Required work
Can you rewrite the material between the lines holding "trace the outline of every instance of the silhouetted" and "57 224 L 57", inclusive, putting "shrub" in place of "plant" and leaving everything else unchanged?
** START Listing **
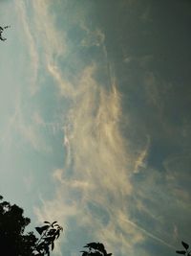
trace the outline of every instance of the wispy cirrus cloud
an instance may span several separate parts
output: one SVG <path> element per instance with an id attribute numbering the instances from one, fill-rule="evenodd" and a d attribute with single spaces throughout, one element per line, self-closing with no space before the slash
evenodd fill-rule
<path id="1" fill-rule="evenodd" d="M 97 59 L 85 64 L 82 60 L 80 72 L 76 72 L 77 79 L 70 81 L 64 76 L 58 59 L 76 49 L 68 44 L 67 29 L 62 33 L 56 29 L 49 4 L 32 2 L 33 29 L 39 44 L 43 45 L 40 58 L 46 72 L 59 89 L 59 97 L 69 100 L 70 104 L 63 117 L 65 165 L 53 172 L 55 197 L 53 200 L 42 199 L 42 207 L 34 208 L 36 216 L 40 221 L 56 219 L 69 229 L 73 219 L 78 225 L 76 229 L 86 228 L 87 233 L 84 232 L 80 241 L 83 236 L 107 241 L 109 248 L 116 253 L 119 248 L 121 255 L 127 251 L 134 255 L 134 245 L 142 244 L 148 238 L 174 248 L 169 241 L 176 223 L 170 225 L 173 229 L 167 234 L 165 218 L 173 212 L 175 202 L 168 214 L 159 210 L 159 199 L 167 204 L 171 198 L 165 195 L 167 189 L 162 183 L 166 176 L 147 163 L 153 134 L 149 129 L 149 135 L 138 129 L 141 139 L 134 147 L 131 135 L 124 137 L 120 127 L 122 98 L 108 62 L 104 34 L 100 30 L 93 30 L 91 34 L 79 21 L 80 28 L 87 33 L 80 47 L 100 47 L 110 86 L 96 80 Z M 78 58 L 77 53 L 75 58 Z M 146 100 L 161 117 L 161 98 L 159 98 L 154 77 L 149 76 L 146 82 Z M 135 123 L 131 122 L 130 117 L 127 126 L 132 130 Z M 140 168 L 143 172 L 138 172 Z M 148 199 L 153 194 L 155 197 Z"/>

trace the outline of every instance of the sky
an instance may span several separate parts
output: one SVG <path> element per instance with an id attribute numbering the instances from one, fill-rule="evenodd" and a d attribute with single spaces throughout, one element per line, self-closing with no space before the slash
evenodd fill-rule
<path id="1" fill-rule="evenodd" d="M 191 1 L 0 0 L 0 194 L 64 228 L 173 256 L 191 225 Z"/>

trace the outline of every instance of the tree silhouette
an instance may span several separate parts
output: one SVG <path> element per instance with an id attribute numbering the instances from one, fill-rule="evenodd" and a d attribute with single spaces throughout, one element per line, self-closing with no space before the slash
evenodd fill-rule
<path id="1" fill-rule="evenodd" d="M 0 253 L 9 256 L 49 256 L 62 227 L 57 221 L 44 221 L 43 226 L 35 227 L 39 238 L 33 232 L 26 234 L 25 228 L 31 220 L 23 216 L 23 209 L 2 199 L 0 196 Z"/>

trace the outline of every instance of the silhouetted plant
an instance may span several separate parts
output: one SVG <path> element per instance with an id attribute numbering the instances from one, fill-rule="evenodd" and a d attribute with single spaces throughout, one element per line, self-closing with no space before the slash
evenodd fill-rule
<path id="1" fill-rule="evenodd" d="M 88 250 L 82 250 L 82 256 L 111 256 L 112 253 L 107 253 L 105 246 L 101 243 L 89 243 L 84 247 Z"/>
<path id="2" fill-rule="evenodd" d="M 183 245 L 184 247 L 184 250 L 176 250 L 176 252 L 178 254 L 182 254 L 182 255 L 186 255 L 186 256 L 191 256 L 191 250 L 188 251 L 189 249 L 189 244 L 186 244 L 185 242 L 181 242 L 181 244 Z"/>
<path id="3" fill-rule="evenodd" d="M 57 224 L 57 221 L 53 223 L 44 221 L 45 225 L 35 227 L 36 231 L 40 235 L 39 240 L 35 244 L 35 251 L 38 252 L 36 255 L 50 255 L 50 247 L 53 250 L 54 248 L 54 241 L 60 236 L 60 231 L 63 228 Z"/>
<path id="4" fill-rule="evenodd" d="M 3 197 L 0 196 L 0 200 Z M 44 221 L 45 225 L 35 227 L 40 235 L 36 238 L 33 232 L 24 233 L 31 222 L 23 216 L 23 209 L 10 202 L 0 202 L 0 252 L 9 256 L 45 256 L 54 247 L 62 227 L 57 221 Z M 1 253 L 1 254 L 3 254 Z"/>

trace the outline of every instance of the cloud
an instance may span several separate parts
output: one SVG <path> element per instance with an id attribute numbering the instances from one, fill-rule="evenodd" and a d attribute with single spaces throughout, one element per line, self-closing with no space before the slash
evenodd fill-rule
<path id="1" fill-rule="evenodd" d="M 122 132 L 122 97 L 107 59 L 104 34 L 100 30 L 95 35 L 95 30 L 87 33 L 82 46 L 102 49 L 110 86 L 96 80 L 100 64 L 97 60 L 81 64 L 73 82 L 64 76 L 58 60 L 58 57 L 64 58 L 74 50 L 67 44 L 66 33 L 55 28 L 49 2 L 35 1 L 32 7 L 35 36 L 44 49 L 42 62 L 59 89 L 59 96 L 70 102 L 63 118 L 65 165 L 53 172 L 54 198 L 42 198 L 42 207 L 34 207 L 38 220 L 56 219 L 66 227 L 66 236 L 67 228 L 74 222 L 76 225 L 71 229 L 74 233 L 83 230 L 78 241 L 83 243 L 84 238 L 107 241 L 109 250 L 115 253 L 119 248 L 121 255 L 127 251 L 133 255 L 134 245 L 143 244 L 148 238 L 174 248 L 169 241 L 173 234 L 179 233 L 179 227 L 175 230 L 177 220 L 170 219 L 176 207 L 176 200 L 168 192 L 173 185 L 166 186 L 171 176 L 159 173 L 157 167 L 152 168 L 147 159 L 153 146 L 153 127 L 146 133 L 141 129 L 141 118 L 133 122 L 127 111 L 127 133 L 133 129 L 139 133 L 135 139 L 130 132 L 126 136 Z M 156 107 L 161 117 L 163 105 L 156 82 L 149 73 L 145 98 L 148 105 Z M 43 122 L 38 116 L 35 121 Z M 169 163 L 165 163 L 166 169 L 167 166 Z M 174 189 L 172 193 L 178 194 Z M 181 198 L 180 191 L 180 200 Z M 68 240 L 69 244 L 73 241 Z"/>

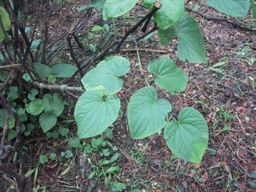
** END Listing **
Solution to the problem
trace the outline of every instance of the silhouetted shrub
an instance may span several separate parts
output: one SVG <path> element per instance with an id attribute numbering the instances from one, fill-rule="evenodd" and a d attribute with single spaces throughout, one element per line, self-closing with no space before the slash
evenodd fill-rule
<path id="1" fill-rule="evenodd" d="M 88 250 L 82 250 L 82 256 L 111 256 L 112 253 L 107 253 L 105 246 L 101 243 L 89 243 L 84 247 Z"/>
<path id="2" fill-rule="evenodd" d="M 183 245 L 184 247 L 184 250 L 176 250 L 176 252 L 178 254 L 182 254 L 182 255 L 186 255 L 186 256 L 191 256 L 191 250 L 188 251 L 189 249 L 189 244 L 186 244 L 185 242 L 181 242 L 181 244 Z"/>
<path id="3" fill-rule="evenodd" d="M 57 224 L 57 221 L 53 223 L 44 221 L 45 225 L 35 227 L 36 231 L 40 235 L 39 240 L 35 244 L 35 251 L 38 252 L 36 255 L 50 255 L 50 247 L 53 250 L 54 248 L 54 241 L 60 236 L 60 231 L 63 228 Z"/>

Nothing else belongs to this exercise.